Exercise prompt: Edit the material from the line containing "for the green" through the end of the material, replacing "precise" with "exact" and changing nothing else. Return only those lines.

Records supplied:
########

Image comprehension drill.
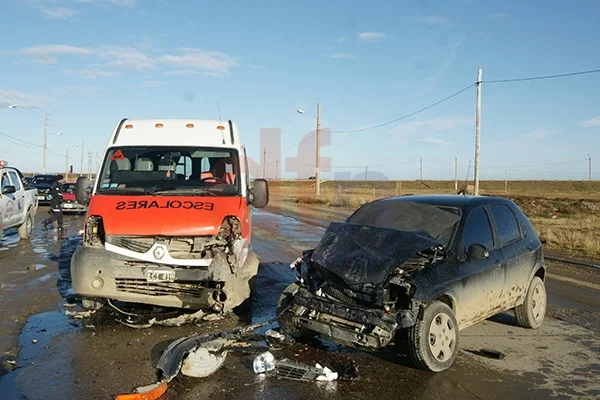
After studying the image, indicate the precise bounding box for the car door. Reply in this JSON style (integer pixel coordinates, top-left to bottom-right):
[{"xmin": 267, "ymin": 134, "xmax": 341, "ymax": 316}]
[
  {"xmin": 455, "ymin": 206, "xmax": 504, "ymax": 327},
  {"xmin": 0, "ymin": 171, "xmax": 18, "ymax": 228},
  {"xmin": 490, "ymin": 204, "xmax": 535, "ymax": 309}
]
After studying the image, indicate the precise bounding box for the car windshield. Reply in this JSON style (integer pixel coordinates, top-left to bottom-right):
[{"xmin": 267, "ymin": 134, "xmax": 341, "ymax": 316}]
[
  {"xmin": 347, "ymin": 200, "xmax": 462, "ymax": 248},
  {"xmin": 33, "ymin": 175, "xmax": 56, "ymax": 184},
  {"xmin": 97, "ymin": 146, "xmax": 240, "ymax": 196}
]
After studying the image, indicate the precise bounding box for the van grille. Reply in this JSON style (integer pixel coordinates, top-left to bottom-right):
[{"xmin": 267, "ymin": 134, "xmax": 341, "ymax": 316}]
[{"xmin": 115, "ymin": 278, "xmax": 205, "ymax": 297}]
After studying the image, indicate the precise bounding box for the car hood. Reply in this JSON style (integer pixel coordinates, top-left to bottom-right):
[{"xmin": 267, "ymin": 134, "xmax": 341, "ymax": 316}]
[{"xmin": 311, "ymin": 222, "xmax": 439, "ymax": 286}]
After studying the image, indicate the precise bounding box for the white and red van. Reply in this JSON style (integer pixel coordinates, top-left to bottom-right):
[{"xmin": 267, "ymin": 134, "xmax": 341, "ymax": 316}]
[{"xmin": 71, "ymin": 119, "xmax": 269, "ymax": 312}]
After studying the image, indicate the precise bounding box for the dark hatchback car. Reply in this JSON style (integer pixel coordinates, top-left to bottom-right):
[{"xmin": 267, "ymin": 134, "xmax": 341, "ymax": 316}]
[
  {"xmin": 29, "ymin": 175, "xmax": 58, "ymax": 205},
  {"xmin": 277, "ymin": 195, "xmax": 546, "ymax": 372}
]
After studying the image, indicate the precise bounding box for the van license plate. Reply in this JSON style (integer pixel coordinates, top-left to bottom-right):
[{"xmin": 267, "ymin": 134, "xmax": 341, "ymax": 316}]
[{"xmin": 146, "ymin": 270, "xmax": 175, "ymax": 282}]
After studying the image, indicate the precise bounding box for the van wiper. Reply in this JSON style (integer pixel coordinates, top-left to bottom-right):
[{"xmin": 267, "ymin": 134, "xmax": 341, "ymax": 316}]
[
  {"xmin": 154, "ymin": 189, "xmax": 218, "ymax": 197},
  {"xmin": 100, "ymin": 187, "xmax": 154, "ymax": 196}
]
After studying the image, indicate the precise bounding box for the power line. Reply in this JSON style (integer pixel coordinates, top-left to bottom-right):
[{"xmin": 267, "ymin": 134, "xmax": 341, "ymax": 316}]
[
  {"xmin": 331, "ymin": 83, "xmax": 477, "ymax": 133},
  {"xmin": 482, "ymin": 69, "xmax": 600, "ymax": 83}
]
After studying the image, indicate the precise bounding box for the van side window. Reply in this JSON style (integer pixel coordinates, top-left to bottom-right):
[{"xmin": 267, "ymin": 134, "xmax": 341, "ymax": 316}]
[{"xmin": 8, "ymin": 171, "xmax": 21, "ymax": 191}]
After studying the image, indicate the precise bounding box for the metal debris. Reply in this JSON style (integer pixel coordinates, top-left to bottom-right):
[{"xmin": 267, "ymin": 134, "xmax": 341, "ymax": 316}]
[{"xmin": 252, "ymin": 351, "xmax": 275, "ymax": 374}]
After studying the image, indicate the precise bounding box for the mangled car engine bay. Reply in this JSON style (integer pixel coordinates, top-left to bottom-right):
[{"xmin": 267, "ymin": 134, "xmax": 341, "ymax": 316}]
[{"xmin": 278, "ymin": 202, "xmax": 460, "ymax": 349}]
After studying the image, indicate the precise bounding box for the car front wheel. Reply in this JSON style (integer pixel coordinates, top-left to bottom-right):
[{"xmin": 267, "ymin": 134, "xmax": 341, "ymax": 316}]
[
  {"xmin": 515, "ymin": 276, "xmax": 547, "ymax": 329},
  {"xmin": 408, "ymin": 301, "xmax": 459, "ymax": 372}
]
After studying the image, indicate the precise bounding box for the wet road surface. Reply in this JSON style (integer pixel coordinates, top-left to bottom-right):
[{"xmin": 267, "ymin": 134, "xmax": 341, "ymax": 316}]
[{"xmin": 0, "ymin": 209, "xmax": 600, "ymax": 400}]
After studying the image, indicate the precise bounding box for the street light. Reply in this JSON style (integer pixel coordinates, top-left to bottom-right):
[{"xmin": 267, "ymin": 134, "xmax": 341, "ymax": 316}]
[
  {"xmin": 65, "ymin": 144, "xmax": 79, "ymax": 180},
  {"xmin": 296, "ymin": 103, "xmax": 321, "ymax": 196}
]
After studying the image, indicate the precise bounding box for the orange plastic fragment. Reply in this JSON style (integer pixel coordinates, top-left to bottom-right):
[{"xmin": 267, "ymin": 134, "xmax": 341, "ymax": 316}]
[{"xmin": 115, "ymin": 381, "xmax": 168, "ymax": 400}]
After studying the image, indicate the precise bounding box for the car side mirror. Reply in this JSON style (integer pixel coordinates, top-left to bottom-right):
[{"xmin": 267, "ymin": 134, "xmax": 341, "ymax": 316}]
[
  {"xmin": 250, "ymin": 179, "xmax": 269, "ymax": 208},
  {"xmin": 2, "ymin": 185, "xmax": 17, "ymax": 194},
  {"xmin": 75, "ymin": 176, "xmax": 92, "ymax": 206},
  {"xmin": 467, "ymin": 243, "xmax": 490, "ymax": 260}
]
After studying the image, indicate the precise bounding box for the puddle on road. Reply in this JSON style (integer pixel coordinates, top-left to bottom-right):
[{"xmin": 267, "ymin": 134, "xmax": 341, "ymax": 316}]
[{"xmin": 0, "ymin": 310, "xmax": 78, "ymax": 399}]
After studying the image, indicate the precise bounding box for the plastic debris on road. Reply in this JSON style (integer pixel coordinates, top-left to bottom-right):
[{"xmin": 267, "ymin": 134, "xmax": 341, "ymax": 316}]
[
  {"xmin": 181, "ymin": 347, "xmax": 227, "ymax": 378},
  {"xmin": 252, "ymin": 351, "xmax": 275, "ymax": 374}
]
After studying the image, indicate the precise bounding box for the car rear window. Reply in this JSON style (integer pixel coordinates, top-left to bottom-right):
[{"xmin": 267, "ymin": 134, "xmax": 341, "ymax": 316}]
[
  {"xmin": 491, "ymin": 204, "xmax": 521, "ymax": 244},
  {"xmin": 463, "ymin": 207, "xmax": 494, "ymax": 252}
]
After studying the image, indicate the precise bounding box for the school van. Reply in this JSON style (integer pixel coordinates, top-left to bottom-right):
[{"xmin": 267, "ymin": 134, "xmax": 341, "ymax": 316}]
[{"xmin": 71, "ymin": 119, "xmax": 269, "ymax": 312}]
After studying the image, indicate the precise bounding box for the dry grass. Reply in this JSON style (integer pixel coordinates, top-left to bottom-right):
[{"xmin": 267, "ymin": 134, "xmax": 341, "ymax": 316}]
[{"xmin": 270, "ymin": 182, "xmax": 600, "ymax": 259}]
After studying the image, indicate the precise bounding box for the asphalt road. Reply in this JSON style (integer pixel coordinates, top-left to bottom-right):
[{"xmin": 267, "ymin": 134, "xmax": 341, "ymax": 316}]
[{"xmin": 0, "ymin": 210, "xmax": 600, "ymax": 400}]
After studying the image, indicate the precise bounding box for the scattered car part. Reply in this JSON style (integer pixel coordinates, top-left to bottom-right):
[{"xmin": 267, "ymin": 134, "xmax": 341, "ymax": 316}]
[
  {"xmin": 181, "ymin": 347, "xmax": 227, "ymax": 378},
  {"xmin": 252, "ymin": 351, "xmax": 275, "ymax": 374},
  {"xmin": 156, "ymin": 320, "xmax": 274, "ymax": 382},
  {"xmin": 115, "ymin": 381, "xmax": 168, "ymax": 400}
]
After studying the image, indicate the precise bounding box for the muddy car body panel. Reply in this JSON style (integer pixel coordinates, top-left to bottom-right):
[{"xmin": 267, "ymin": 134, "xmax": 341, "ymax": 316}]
[
  {"xmin": 280, "ymin": 196, "xmax": 544, "ymax": 348},
  {"xmin": 71, "ymin": 120, "xmax": 268, "ymax": 312}
]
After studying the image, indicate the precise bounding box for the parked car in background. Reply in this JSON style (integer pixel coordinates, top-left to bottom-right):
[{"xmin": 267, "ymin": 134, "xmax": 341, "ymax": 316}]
[
  {"xmin": 29, "ymin": 175, "xmax": 57, "ymax": 206},
  {"xmin": 277, "ymin": 195, "xmax": 546, "ymax": 372},
  {"xmin": 61, "ymin": 182, "xmax": 87, "ymax": 213},
  {"xmin": 0, "ymin": 160, "xmax": 38, "ymax": 240}
]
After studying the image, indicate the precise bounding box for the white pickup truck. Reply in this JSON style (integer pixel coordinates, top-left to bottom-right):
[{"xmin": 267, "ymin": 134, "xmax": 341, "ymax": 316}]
[{"xmin": 0, "ymin": 160, "xmax": 38, "ymax": 240}]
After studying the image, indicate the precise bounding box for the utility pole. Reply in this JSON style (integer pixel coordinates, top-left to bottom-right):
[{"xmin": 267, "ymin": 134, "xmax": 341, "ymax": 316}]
[
  {"xmin": 315, "ymin": 103, "xmax": 321, "ymax": 196},
  {"xmin": 454, "ymin": 157, "xmax": 458, "ymax": 192},
  {"xmin": 79, "ymin": 142, "xmax": 84, "ymax": 176},
  {"xmin": 474, "ymin": 68, "xmax": 482, "ymax": 196},
  {"xmin": 263, "ymin": 147, "xmax": 267, "ymax": 179},
  {"xmin": 42, "ymin": 113, "xmax": 48, "ymax": 174}
]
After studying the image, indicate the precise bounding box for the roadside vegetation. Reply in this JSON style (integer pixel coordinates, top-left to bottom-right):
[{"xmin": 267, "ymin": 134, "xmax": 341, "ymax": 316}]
[{"xmin": 269, "ymin": 181, "xmax": 600, "ymax": 260}]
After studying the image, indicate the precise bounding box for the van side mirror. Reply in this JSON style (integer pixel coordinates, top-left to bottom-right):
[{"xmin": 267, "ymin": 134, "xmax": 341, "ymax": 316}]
[
  {"xmin": 2, "ymin": 185, "xmax": 17, "ymax": 194},
  {"xmin": 75, "ymin": 176, "xmax": 91, "ymax": 206},
  {"xmin": 467, "ymin": 243, "xmax": 490, "ymax": 260},
  {"xmin": 249, "ymin": 179, "xmax": 269, "ymax": 208}
]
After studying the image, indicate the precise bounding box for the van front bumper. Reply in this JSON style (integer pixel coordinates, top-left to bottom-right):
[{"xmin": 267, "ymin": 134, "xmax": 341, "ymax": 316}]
[{"xmin": 71, "ymin": 246, "xmax": 259, "ymax": 312}]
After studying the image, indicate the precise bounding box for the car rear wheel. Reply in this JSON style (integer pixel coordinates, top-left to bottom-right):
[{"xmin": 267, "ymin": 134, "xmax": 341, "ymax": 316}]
[
  {"xmin": 408, "ymin": 301, "xmax": 459, "ymax": 372},
  {"xmin": 515, "ymin": 276, "xmax": 547, "ymax": 329},
  {"xmin": 277, "ymin": 283, "xmax": 315, "ymax": 342},
  {"xmin": 19, "ymin": 212, "xmax": 33, "ymax": 239}
]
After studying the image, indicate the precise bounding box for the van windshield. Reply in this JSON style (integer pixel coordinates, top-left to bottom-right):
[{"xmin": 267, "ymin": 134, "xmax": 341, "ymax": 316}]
[{"xmin": 97, "ymin": 146, "xmax": 240, "ymax": 196}]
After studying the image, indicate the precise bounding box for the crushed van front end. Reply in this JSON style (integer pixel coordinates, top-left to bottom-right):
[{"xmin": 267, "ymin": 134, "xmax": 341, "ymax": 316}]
[{"xmin": 71, "ymin": 217, "xmax": 259, "ymax": 313}]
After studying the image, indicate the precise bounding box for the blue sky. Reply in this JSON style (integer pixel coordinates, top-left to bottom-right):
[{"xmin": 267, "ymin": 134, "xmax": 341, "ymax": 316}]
[{"xmin": 0, "ymin": 0, "xmax": 600, "ymax": 179}]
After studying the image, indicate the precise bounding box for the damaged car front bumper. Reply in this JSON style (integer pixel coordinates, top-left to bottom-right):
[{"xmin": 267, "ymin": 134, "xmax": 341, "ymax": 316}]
[
  {"xmin": 71, "ymin": 246, "xmax": 259, "ymax": 312},
  {"xmin": 280, "ymin": 286, "xmax": 418, "ymax": 349}
]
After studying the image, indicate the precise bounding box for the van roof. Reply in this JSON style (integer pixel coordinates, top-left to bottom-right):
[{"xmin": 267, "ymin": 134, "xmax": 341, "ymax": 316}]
[{"xmin": 108, "ymin": 118, "xmax": 241, "ymax": 149}]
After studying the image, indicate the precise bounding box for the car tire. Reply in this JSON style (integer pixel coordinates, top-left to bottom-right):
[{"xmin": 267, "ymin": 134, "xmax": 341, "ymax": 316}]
[
  {"xmin": 276, "ymin": 283, "xmax": 315, "ymax": 342},
  {"xmin": 407, "ymin": 301, "xmax": 459, "ymax": 372},
  {"xmin": 19, "ymin": 212, "xmax": 34, "ymax": 239},
  {"xmin": 81, "ymin": 297, "xmax": 104, "ymax": 310},
  {"xmin": 515, "ymin": 276, "xmax": 547, "ymax": 329}
]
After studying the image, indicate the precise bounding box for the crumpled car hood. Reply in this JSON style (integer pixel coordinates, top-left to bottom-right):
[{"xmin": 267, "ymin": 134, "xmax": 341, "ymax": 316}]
[{"xmin": 311, "ymin": 222, "xmax": 438, "ymax": 285}]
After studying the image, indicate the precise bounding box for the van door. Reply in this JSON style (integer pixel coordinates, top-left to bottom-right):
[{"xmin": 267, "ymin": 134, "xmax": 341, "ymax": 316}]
[{"xmin": 0, "ymin": 171, "xmax": 19, "ymax": 228}]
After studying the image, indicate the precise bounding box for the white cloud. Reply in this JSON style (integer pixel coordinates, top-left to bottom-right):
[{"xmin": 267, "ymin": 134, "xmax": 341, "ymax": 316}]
[
  {"xmin": 331, "ymin": 53, "xmax": 356, "ymax": 58},
  {"xmin": 64, "ymin": 67, "xmax": 121, "ymax": 79},
  {"xmin": 40, "ymin": 7, "xmax": 81, "ymax": 19},
  {"xmin": 417, "ymin": 137, "xmax": 452, "ymax": 145},
  {"xmin": 158, "ymin": 48, "xmax": 238, "ymax": 75},
  {"xmin": 19, "ymin": 44, "xmax": 94, "ymax": 64},
  {"xmin": 358, "ymin": 32, "xmax": 386, "ymax": 42},
  {"xmin": 577, "ymin": 116, "xmax": 600, "ymax": 128},
  {"xmin": 408, "ymin": 15, "xmax": 450, "ymax": 26}
]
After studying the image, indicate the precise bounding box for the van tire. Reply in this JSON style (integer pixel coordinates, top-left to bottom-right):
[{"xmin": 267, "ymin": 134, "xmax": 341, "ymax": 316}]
[{"xmin": 19, "ymin": 210, "xmax": 34, "ymax": 239}]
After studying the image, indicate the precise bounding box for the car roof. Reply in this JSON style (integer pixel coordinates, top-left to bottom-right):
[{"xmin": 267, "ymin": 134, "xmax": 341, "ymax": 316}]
[{"xmin": 375, "ymin": 194, "xmax": 512, "ymax": 209}]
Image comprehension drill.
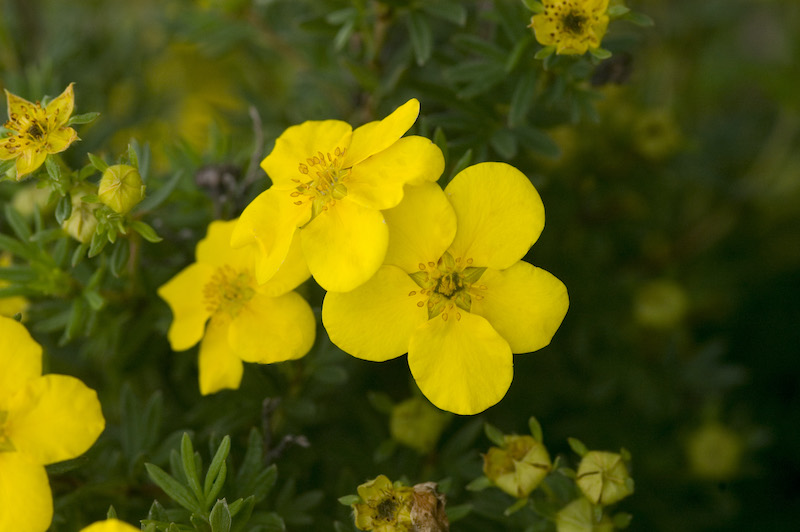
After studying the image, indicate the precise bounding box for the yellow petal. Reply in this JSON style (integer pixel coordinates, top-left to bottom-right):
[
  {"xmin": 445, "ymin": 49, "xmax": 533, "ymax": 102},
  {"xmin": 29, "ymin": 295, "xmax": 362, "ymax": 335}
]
[
  {"xmin": 158, "ymin": 262, "xmax": 215, "ymax": 351},
  {"xmin": 197, "ymin": 316, "xmax": 244, "ymax": 395},
  {"xmin": 81, "ymin": 519, "xmax": 140, "ymax": 532},
  {"xmin": 0, "ymin": 316, "xmax": 42, "ymax": 408},
  {"xmin": 344, "ymin": 98, "xmax": 419, "ymax": 168},
  {"xmin": 261, "ymin": 120, "xmax": 353, "ymax": 190},
  {"xmin": 0, "ymin": 453, "xmax": 53, "ymax": 532},
  {"xmin": 45, "ymin": 83, "xmax": 75, "ymax": 127},
  {"xmin": 17, "ymin": 148, "xmax": 47, "ymax": 181},
  {"xmin": 383, "ymin": 183, "xmax": 456, "ymax": 273},
  {"xmin": 47, "ymin": 127, "xmax": 78, "ymax": 153},
  {"xmin": 347, "ymin": 137, "xmax": 444, "ymax": 210},
  {"xmin": 195, "ymin": 220, "xmax": 256, "ymax": 270},
  {"xmin": 322, "ymin": 266, "xmax": 428, "ymax": 362},
  {"xmin": 445, "ymin": 163, "xmax": 544, "ymax": 270},
  {"xmin": 300, "ymin": 198, "xmax": 389, "ymax": 292},
  {"xmin": 228, "ymin": 292, "xmax": 316, "ymax": 364},
  {"xmin": 471, "ymin": 261, "xmax": 569, "ymax": 353},
  {"xmin": 231, "ymin": 188, "xmax": 311, "ymax": 283},
  {"xmin": 408, "ymin": 311, "xmax": 513, "ymax": 415},
  {"xmin": 7, "ymin": 375, "xmax": 105, "ymax": 465}
]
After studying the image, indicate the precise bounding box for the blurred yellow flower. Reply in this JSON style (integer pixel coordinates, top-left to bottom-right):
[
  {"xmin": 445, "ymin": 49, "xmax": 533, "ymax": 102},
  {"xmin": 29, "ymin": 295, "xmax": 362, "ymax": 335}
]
[
  {"xmin": 0, "ymin": 317, "xmax": 105, "ymax": 532},
  {"xmin": 81, "ymin": 519, "xmax": 140, "ymax": 532},
  {"xmin": 531, "ymin": 0, "xmax": 608, "ymax": 54},
  {"xmin": 0, "ymin": 83, "xmax": 78, "ymax": 181},
  {"xmin": 322, "ymin": 163, "xmax": 569, "ymax": 414},
  {"xmin": 158, "ymin": 220, "xmax": 316, "ymax": 395},
  {"xmin": 232, "ymin": 99, "xmax": 444, "ymax": 292}
]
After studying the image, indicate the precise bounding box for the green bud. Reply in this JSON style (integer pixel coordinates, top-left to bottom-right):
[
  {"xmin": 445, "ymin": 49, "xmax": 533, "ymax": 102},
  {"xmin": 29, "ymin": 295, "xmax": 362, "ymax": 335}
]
[
  {"xmin": 97, "ymin": 164, "xmax": 144, "ymax": 214},
  {"xmin": 576, "ymin": 451, "xmax": 633, "ymax": 505},
  {"xmin": 61, "ymin": 185, "xmax": 98, "ymax": 244},
  {"xmin": 483, "ymin": 435, "xmax": 551, "ymax": 499},
  {"xmin": 389, "ymin": 397, "xmax": 450, "ymax": 454}
]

########

Task solution:
After studying the image, indicate the exact bounding box for the green bud. Reply in this JSON style (integer pixel coordinates, top-left to bottom-right):
[
  {"xmin": 445, "ymin": 49, "xmax": 533, "ymax": 102},
  {"xmin": 29, "ymin": 295, "xmax": 362, "ymax": 335}
]
[
  {"xmin": 97, "ymin": 164, "xmax": 144, "ymax": 214},
  {"xmin": 576, "ymin": 451, "xmax": 633, "ymax": 505},
  {"xmin": 61, "ymin": 185, "xmax": 98, "ymax": 244},
  {"xmin": 483, "ymin": 435, "xmax": 551, "ymax": 499},
  {"xmin": 389, "ymin": 397, "xmax": 450, "ymax": 454}
]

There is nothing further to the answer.